* _TASK DETAILS_: Show every line of the data below that contains the word "reflection".

* _INPUT RECORDS_:
----
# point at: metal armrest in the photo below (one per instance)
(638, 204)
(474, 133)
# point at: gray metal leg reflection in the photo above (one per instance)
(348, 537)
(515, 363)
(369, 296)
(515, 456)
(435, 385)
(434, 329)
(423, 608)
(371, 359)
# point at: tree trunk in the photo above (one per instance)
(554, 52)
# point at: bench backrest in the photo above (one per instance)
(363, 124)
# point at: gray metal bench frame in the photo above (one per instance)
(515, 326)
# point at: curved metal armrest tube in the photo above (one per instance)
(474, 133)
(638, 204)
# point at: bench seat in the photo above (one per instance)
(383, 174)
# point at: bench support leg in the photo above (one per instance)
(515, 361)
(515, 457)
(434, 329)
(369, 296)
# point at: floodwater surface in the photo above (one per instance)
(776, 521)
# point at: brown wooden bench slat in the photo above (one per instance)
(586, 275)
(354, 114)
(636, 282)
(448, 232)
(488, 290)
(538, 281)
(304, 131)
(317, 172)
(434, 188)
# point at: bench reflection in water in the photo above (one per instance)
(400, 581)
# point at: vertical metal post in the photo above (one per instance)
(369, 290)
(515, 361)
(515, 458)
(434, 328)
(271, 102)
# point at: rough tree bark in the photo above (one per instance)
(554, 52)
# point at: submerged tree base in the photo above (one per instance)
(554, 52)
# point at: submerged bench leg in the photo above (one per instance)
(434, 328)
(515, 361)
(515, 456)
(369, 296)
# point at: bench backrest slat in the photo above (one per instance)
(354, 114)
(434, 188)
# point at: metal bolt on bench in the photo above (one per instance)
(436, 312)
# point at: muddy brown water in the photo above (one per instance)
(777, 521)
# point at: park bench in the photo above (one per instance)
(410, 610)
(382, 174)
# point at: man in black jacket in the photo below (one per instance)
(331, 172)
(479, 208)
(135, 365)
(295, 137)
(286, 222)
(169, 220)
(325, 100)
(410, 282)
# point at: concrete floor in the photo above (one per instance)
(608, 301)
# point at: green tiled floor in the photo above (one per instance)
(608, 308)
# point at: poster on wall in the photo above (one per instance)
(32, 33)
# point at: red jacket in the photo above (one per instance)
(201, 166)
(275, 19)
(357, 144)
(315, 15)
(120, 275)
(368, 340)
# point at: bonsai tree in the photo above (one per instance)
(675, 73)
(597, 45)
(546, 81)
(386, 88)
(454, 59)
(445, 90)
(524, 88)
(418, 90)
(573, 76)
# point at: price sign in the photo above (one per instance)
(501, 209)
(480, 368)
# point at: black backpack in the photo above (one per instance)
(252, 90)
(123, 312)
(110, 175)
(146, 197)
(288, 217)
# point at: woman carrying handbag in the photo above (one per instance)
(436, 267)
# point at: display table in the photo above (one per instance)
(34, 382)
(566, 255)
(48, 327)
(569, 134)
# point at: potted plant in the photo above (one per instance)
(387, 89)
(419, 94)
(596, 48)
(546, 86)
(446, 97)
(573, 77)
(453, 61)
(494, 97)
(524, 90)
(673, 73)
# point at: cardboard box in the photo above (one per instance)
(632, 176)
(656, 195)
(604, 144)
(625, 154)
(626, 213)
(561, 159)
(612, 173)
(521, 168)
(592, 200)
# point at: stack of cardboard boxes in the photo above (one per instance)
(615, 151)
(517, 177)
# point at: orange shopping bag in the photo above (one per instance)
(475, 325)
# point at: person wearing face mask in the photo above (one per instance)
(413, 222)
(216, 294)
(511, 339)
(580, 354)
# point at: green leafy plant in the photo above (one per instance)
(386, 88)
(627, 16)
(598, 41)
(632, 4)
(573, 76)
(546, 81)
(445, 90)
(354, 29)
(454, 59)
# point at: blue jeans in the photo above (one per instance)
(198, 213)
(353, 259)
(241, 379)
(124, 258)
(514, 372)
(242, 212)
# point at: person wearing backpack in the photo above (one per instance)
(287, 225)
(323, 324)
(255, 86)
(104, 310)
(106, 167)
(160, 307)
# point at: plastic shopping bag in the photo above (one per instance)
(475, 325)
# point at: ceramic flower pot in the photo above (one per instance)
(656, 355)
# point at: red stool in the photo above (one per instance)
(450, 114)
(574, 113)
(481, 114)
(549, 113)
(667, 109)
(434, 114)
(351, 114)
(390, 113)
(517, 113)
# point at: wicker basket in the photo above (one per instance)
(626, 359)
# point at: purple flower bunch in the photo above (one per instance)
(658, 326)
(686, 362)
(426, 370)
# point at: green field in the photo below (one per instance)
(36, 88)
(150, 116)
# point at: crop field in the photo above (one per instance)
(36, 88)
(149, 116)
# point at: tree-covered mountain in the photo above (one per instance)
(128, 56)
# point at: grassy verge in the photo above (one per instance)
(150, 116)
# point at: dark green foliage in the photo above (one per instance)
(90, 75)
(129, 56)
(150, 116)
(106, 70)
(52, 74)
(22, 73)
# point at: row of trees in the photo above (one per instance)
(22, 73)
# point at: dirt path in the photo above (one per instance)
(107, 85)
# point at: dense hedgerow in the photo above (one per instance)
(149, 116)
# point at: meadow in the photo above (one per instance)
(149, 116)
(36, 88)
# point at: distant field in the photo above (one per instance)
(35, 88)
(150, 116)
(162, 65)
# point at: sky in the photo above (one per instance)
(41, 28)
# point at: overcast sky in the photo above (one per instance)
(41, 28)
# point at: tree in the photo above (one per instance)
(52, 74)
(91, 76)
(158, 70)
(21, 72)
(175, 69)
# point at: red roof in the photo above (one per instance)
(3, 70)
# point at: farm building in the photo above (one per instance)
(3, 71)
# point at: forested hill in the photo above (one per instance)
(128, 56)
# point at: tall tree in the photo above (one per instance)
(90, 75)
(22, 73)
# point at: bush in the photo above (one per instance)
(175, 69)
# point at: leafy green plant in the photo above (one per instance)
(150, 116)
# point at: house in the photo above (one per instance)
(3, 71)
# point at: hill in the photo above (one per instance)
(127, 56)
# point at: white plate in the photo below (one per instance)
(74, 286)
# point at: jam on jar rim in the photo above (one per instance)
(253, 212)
----
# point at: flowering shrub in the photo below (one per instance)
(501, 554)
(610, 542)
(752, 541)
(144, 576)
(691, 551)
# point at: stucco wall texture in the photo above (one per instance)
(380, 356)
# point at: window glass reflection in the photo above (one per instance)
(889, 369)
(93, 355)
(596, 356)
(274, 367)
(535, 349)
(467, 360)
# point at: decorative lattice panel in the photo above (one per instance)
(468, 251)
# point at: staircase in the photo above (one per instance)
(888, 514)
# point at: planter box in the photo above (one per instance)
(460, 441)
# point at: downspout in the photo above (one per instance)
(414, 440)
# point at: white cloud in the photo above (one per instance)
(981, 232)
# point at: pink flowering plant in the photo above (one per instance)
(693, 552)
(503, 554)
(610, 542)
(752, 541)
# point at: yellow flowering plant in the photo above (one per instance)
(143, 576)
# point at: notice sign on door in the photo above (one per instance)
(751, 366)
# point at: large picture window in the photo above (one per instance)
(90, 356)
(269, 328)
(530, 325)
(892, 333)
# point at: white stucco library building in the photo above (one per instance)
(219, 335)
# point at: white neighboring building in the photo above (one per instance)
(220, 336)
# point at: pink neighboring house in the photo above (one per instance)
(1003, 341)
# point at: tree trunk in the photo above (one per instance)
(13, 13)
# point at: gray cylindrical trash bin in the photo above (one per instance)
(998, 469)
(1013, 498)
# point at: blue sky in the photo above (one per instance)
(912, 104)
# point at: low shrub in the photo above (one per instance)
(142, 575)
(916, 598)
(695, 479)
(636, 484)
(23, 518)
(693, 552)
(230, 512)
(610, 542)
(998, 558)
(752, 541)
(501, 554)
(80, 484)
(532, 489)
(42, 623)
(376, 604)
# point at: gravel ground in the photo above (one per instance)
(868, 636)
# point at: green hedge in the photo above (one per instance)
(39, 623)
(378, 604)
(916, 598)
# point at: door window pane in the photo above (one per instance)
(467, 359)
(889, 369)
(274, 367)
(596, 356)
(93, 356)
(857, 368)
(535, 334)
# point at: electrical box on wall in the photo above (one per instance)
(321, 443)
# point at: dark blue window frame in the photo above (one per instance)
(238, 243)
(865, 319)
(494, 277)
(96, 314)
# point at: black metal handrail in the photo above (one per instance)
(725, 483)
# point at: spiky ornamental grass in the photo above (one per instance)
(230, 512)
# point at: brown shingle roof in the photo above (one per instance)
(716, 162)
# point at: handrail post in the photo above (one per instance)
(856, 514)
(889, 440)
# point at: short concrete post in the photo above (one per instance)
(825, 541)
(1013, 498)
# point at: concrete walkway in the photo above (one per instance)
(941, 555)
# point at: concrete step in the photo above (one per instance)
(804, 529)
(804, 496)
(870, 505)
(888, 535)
----
* _THE RESULT_:
# point at: gray metal leg reflection in the photo above (one per instance)
# point at: bench reflection in water in the photo above (one per instance)
# point at: window glass reflection in the photo above (one per instance)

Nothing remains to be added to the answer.